- Work instruction
Scan the material for the word "wheel", and copy each line where it shows up.

- Data to process
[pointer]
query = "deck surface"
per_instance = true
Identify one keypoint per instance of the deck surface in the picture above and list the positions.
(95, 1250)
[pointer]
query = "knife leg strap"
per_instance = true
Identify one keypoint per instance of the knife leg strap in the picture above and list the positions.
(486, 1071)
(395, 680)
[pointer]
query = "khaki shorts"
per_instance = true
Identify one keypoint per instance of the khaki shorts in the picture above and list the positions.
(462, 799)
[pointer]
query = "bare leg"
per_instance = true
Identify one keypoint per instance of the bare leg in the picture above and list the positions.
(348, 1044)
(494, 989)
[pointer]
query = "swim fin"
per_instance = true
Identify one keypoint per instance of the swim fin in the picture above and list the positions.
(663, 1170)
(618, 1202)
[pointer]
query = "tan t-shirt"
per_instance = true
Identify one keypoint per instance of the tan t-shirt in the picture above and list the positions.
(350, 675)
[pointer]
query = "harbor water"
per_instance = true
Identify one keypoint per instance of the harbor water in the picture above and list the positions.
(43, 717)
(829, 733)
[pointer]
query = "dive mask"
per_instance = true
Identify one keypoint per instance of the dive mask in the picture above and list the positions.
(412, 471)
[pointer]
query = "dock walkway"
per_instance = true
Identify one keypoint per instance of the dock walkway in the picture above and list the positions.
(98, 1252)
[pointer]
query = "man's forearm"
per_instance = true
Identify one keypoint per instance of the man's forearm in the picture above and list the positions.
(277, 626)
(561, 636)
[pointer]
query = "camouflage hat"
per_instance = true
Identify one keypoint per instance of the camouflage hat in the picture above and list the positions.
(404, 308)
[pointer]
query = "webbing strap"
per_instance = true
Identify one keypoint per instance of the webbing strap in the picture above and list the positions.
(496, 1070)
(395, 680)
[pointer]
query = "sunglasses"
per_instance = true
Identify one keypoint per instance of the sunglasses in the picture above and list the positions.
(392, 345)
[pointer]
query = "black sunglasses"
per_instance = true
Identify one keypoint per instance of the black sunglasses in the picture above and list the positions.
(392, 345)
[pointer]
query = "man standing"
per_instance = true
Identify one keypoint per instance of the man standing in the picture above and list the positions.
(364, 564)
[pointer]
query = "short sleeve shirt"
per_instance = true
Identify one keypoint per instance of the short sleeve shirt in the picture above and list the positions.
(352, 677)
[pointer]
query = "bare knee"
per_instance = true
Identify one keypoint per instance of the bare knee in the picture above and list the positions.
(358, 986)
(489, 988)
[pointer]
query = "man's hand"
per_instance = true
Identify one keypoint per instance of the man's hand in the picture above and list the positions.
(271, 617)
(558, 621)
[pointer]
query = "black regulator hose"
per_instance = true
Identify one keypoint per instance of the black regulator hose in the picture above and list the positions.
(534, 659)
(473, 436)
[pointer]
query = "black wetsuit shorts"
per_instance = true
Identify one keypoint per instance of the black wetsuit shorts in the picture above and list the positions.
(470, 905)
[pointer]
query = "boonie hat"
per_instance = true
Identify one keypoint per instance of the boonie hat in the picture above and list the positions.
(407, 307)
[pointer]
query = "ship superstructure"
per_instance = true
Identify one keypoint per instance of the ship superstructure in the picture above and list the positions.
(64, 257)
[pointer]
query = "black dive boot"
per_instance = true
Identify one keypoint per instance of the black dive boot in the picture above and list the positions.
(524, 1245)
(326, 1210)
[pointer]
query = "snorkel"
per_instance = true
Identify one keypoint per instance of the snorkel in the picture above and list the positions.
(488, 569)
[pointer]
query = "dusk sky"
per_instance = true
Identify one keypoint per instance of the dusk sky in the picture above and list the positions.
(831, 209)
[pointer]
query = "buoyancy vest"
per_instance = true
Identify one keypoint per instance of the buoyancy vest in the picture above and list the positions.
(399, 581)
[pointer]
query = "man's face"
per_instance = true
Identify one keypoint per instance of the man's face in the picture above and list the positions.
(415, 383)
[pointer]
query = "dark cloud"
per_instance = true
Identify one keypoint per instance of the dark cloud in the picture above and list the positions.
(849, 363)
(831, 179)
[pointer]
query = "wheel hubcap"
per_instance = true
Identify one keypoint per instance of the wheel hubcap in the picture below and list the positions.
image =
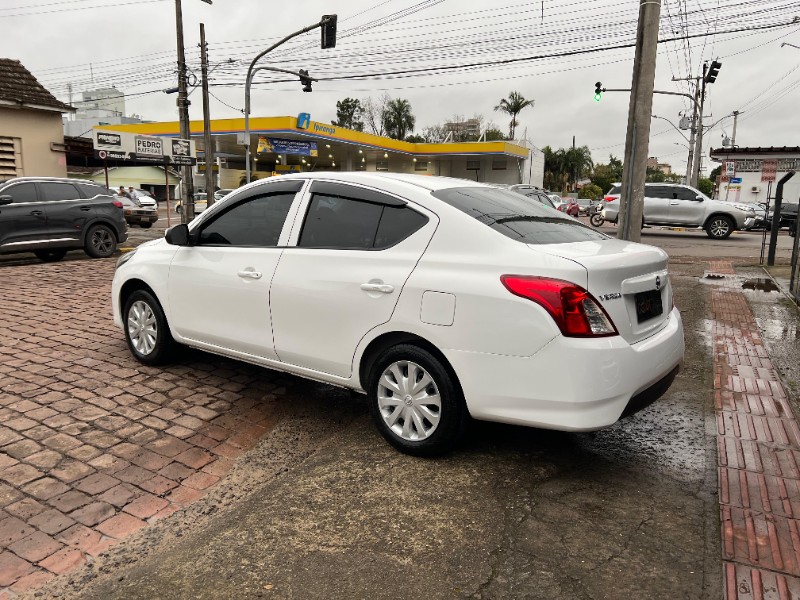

- Exercise response
query = "wheel hubcap"
Identify one keypoint per instance of the wheel hubcap in the picture below and list the positions.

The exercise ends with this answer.